··· Available data ···

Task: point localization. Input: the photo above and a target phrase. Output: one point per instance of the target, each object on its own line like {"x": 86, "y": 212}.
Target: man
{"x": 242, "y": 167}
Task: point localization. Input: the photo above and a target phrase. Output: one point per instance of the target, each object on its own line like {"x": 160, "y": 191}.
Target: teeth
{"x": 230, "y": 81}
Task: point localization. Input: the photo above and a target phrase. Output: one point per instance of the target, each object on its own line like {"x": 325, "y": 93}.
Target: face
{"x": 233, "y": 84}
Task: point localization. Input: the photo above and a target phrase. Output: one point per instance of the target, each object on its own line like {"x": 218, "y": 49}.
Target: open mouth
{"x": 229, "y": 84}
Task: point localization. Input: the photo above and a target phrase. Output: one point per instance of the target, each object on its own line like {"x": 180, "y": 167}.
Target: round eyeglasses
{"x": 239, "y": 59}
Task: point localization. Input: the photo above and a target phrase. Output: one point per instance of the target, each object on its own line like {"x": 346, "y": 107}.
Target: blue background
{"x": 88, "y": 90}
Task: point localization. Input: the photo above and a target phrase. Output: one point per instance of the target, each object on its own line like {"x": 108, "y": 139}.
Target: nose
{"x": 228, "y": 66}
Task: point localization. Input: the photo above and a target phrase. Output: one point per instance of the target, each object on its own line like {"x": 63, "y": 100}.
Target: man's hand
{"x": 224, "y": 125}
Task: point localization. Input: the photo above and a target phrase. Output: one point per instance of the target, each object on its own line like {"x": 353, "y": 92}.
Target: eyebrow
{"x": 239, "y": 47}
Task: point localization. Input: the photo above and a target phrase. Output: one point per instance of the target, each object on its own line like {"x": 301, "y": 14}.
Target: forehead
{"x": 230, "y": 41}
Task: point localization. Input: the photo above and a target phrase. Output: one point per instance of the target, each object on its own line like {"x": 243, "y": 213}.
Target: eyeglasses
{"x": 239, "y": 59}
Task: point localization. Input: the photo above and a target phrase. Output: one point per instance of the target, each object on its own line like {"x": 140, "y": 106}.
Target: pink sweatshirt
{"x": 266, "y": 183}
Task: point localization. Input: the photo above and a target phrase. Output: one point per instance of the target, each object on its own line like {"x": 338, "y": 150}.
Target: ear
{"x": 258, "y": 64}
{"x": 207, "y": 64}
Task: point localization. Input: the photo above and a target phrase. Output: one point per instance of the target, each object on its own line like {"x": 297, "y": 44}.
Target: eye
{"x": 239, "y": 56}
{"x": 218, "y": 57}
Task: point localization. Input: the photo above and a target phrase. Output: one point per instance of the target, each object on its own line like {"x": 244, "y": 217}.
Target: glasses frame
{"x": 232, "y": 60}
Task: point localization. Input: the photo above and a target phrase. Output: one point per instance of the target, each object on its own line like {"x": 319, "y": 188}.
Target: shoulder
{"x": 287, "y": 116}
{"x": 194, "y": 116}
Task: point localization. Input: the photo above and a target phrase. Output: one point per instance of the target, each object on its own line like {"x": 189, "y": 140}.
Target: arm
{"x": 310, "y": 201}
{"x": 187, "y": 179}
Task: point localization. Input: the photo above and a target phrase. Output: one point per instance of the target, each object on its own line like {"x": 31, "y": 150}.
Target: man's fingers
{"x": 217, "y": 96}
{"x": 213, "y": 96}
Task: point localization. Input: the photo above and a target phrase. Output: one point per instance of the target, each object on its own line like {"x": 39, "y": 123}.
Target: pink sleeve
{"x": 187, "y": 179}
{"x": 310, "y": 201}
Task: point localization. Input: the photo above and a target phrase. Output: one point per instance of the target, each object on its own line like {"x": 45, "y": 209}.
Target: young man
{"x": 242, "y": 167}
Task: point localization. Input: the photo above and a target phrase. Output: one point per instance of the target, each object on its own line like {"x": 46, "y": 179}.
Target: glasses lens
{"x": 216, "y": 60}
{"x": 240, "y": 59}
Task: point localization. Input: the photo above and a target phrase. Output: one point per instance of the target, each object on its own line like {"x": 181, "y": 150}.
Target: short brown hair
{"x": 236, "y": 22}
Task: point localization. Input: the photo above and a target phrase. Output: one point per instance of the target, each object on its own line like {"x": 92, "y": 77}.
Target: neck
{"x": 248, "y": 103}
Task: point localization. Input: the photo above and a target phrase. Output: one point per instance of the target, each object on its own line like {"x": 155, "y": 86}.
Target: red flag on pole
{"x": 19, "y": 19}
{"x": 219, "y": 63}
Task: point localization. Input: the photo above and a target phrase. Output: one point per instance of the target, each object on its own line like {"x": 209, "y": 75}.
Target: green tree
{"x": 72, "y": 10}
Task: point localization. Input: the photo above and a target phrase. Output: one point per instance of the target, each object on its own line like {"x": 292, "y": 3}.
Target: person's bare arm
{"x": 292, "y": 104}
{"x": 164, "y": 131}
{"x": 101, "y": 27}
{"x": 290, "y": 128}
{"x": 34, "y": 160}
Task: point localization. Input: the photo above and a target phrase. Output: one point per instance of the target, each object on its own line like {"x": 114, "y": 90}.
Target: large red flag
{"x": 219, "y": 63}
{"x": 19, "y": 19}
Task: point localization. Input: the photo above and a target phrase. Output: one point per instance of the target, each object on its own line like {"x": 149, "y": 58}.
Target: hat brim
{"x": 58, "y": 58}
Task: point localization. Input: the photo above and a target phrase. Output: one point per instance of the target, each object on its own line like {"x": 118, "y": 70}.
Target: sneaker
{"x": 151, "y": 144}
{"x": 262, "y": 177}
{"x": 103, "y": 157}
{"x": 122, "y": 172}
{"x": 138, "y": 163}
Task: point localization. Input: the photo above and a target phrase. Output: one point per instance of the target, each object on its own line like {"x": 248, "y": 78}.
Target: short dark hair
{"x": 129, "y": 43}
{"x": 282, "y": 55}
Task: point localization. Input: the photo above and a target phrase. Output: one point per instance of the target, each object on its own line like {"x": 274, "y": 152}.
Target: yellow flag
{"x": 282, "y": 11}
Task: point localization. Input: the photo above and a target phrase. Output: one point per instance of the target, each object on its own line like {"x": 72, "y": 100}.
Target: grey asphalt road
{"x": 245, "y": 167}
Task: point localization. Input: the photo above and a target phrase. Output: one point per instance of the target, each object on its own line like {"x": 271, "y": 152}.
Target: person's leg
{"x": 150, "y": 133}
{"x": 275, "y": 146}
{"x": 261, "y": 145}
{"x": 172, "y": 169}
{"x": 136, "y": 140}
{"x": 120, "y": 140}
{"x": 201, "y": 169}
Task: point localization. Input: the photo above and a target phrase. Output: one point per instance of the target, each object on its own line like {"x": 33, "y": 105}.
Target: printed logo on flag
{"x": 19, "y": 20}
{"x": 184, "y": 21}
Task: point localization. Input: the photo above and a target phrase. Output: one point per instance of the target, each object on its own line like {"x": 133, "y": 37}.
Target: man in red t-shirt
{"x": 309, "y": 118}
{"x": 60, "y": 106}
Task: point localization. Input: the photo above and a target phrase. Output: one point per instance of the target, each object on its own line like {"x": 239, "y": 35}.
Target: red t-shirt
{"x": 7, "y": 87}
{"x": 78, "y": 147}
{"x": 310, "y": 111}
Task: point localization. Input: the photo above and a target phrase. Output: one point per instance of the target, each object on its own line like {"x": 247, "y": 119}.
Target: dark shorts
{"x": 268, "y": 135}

···

What is expected: Identify each line of the records that contains the word "hair", and copy those lines.

Written answer:
Target: short brown hair
Target: short dark hair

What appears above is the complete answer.